• **Items drawn from a data source**
┏━━

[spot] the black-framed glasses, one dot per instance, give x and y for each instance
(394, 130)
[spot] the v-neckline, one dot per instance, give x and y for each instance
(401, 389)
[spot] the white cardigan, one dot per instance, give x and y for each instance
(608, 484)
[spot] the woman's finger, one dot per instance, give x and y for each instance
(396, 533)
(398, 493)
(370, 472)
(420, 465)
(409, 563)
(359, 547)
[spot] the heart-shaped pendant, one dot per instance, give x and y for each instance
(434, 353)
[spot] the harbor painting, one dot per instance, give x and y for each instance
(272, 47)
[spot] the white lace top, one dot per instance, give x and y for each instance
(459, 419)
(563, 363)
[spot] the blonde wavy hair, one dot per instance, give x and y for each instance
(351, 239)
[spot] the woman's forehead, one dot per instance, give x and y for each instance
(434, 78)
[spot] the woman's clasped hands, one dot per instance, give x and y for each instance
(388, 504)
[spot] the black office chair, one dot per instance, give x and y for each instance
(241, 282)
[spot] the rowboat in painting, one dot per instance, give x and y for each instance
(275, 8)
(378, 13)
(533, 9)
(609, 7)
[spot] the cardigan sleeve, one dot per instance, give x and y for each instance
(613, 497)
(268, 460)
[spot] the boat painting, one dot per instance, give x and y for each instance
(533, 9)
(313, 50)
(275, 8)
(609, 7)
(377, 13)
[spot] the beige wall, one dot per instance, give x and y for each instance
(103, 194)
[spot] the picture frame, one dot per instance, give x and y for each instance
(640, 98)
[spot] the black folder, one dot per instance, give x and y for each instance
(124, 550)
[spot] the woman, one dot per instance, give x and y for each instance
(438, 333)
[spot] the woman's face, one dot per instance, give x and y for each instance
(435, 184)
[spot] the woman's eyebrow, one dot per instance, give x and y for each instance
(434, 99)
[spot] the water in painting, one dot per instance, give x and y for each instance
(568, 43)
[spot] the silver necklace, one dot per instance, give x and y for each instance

┗━━

• **What to do**
Can you repeat all of the lines above word for word, keeping each one unchanged?

• **Exercise solution**
[spot] the black-framed glasses, one dot per instance, give x and y for each instance
(394, 130)
[spot] the v-neckline, one dot per instance, give x and y for each instance
(401, 389)
[spot] the white cardigan, one dot per instance, give x and y for each instance
(608, 484)
[spot] the woman's finger, one dot per instance, give x and y for each instance
(396, 533)
(398, 493)
(370, 472)
(420, 465)
(409, 563)
(359, 547)
[spot] the heart-shaped pendant, one dot per instance, give x and y for each instance
(434, 353)
[spot] the harbor painting, one dot per instance, give x and y for each instance
(272, 47)
[spot] the white lace top, one dot per instance, give x and y for each instance
(459, 419)
(563, 363)
[spot] the blonde wavy hair, one dot per instance, give x and y for each instance
(351, 239)
[spot] the woman's forehead, one dot per instance, give x and y for each instance
(434, 78)
[spot] the woman's clasped hands, one dot per instance, give x and y for each instance
(388, 504)
[spot] the black office chair, one dot per instance, give x and y for each instance
(241, 282)
[spot] the rowboat in painting, one dot per instance, give x and y for each instance
(275, 8)
(378, 13)
(533, 9)
(609, 7)
[spot] the cardigan sleeve, one dot per instance, give x and y for each instance
(613, 497)
(268, 460)
[spot] the boat painting, one dot per instance, give x and y for each instance
(533, 9)
(313, 50)
(275, 8)
(609, 7)
(377, 13)
[spot] the beige wall, one dot per instance, give x and y for each instance
(103, 194)
[spot] the picture frame, one dot per instance, give x and y for each instance
(640, 98)
[spot] the black folder, one dot per instance, give x and y for each instance
(124, 550)
[spot] the woman, one dot per instance, give x and y for each instance
(438, 333)
[spot] the woman's face, one dot per instance, give x and y for each instance
(435, 184)
[spot] the woman's eyebrow, one dot per instance, give x and y for each instance
(434, 99)
[spot] the water in painting, one dot per instance, give x and y for each instance
(568, 43)
[spot] the silver necklace, one dot per instance, give x and y for each instance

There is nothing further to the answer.